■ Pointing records
>> begin

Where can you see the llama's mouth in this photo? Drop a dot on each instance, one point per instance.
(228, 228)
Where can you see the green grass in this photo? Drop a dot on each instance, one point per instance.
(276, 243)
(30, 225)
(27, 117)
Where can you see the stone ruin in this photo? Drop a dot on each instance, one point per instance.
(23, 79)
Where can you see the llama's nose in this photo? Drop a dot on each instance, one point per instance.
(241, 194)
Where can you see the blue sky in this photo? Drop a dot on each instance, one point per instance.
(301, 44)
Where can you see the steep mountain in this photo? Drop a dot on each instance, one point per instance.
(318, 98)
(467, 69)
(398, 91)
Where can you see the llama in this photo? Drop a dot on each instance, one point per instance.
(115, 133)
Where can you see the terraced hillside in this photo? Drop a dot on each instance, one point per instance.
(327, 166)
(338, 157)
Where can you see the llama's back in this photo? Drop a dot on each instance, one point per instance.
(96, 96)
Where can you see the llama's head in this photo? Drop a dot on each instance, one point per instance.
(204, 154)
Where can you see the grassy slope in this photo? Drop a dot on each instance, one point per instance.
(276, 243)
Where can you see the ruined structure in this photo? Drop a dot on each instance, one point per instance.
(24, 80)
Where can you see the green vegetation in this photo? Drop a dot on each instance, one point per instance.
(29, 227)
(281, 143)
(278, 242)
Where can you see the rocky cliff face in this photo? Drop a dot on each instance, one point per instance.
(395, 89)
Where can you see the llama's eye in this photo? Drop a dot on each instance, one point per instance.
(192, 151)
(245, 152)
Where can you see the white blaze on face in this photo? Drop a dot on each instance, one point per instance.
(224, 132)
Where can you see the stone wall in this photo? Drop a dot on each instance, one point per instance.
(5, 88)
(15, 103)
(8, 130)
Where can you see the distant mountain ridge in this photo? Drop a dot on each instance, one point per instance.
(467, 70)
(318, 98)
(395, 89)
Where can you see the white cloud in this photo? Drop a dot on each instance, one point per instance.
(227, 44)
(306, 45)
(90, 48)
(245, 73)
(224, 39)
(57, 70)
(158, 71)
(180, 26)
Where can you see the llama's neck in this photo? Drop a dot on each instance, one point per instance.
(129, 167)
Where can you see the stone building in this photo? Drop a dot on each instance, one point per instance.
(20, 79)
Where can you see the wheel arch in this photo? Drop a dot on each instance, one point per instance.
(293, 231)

>> end

■ YOUR INSTRUCTIONS
Write out the whole listing exactly.

■ SOLUTION BELOW
Where can you see the llama's mouth in this photo? Drop a dot on each instance, one point per instance.
(228, 228)
Where can you see the green grass in this photo? Drop a dot on each instance, one point per instance.
(276, 243)
(30, 225)
(27, 117)
Where can you see the stone ruin in this photo? Drop a dot on each instance, one point per instance.
(23, 79)
Where can you see the llama's nose in this photo? Drop a dot on each instance, one point per instance.
(241, 194)
Where can you see the blue sky in this photo? Drop a dot on each instance, one point per instance.
(301, 44)
Where can you see the steep mountain in this photo? Drop a dot on each instance, one point per instance.
(318, 98)
(467, 69)
(398, 91)
Where can you see the llama in this photo? Drop a dot on each instance, one point per instance.
(115, 133)
Where can you see the terraced hillside in this photo? Drop a dot on each instance, one point per instance.
(327, 166)
(338, 157)
Where can you see the llama's back in this photo? Drop a dot on each instance, one point per instance.
(96, 96)
Where can you see the llama's head in this photo? Drop a dot on each instance, one point per instance.
(204, 154)
Where can you see the grassy slope in this photo? Drop a dot on each instance, one point per instance.
(276, 243)
Where can you see the ruined structure in this photo? Drop a dot on each instance, one point per instance.
(24, 80)
Where can you see the green vegetation in this photo? Drop a dot on each instance, one point per instance.
(29, 227)
(281, 143)
(278, 242)
Where can you see the rocky cliff face in this photo? Drop a dot on each instance, one point per instance.
(395, 89)
Where can you see the llama's eye in this photo? Drop a dot on each instance, one point per instance.
(192, 151)
(245, 152)
Where can you see the white blaze on face in this photo? Drop a dot on each instance, one point per instance.
(224, 132)
Where can you see the stone wall in this photo? Drop a dot on each instance, one point per instance.
(5, 88)
(15, 103)
(8, 130)
Where can you see the distant mountain ridge in this photo? Drop a dot on each instance, one point per instance.
(467, 70)
(318, 98)
(395, 89)
Where can you see the white cloud in this photo? Drop a dot on each instance, one point per instance.
(227, 44)
(306, 45)
(90, 48)
(245, 73)
(224, 39)
(57, 70)
(158, 71)
(180, 26)
Where can you see the llama's neck in this photo? Drop a dot on each instance, one point per instance.
(129, 167)
Where can you see the stone building in this photo? Drop a dot on each instance, one point per instance.
(20, 79)
Where can you see the wheel arch in this photo? Drop a dot on each instance, one point per instance.
(293, 231)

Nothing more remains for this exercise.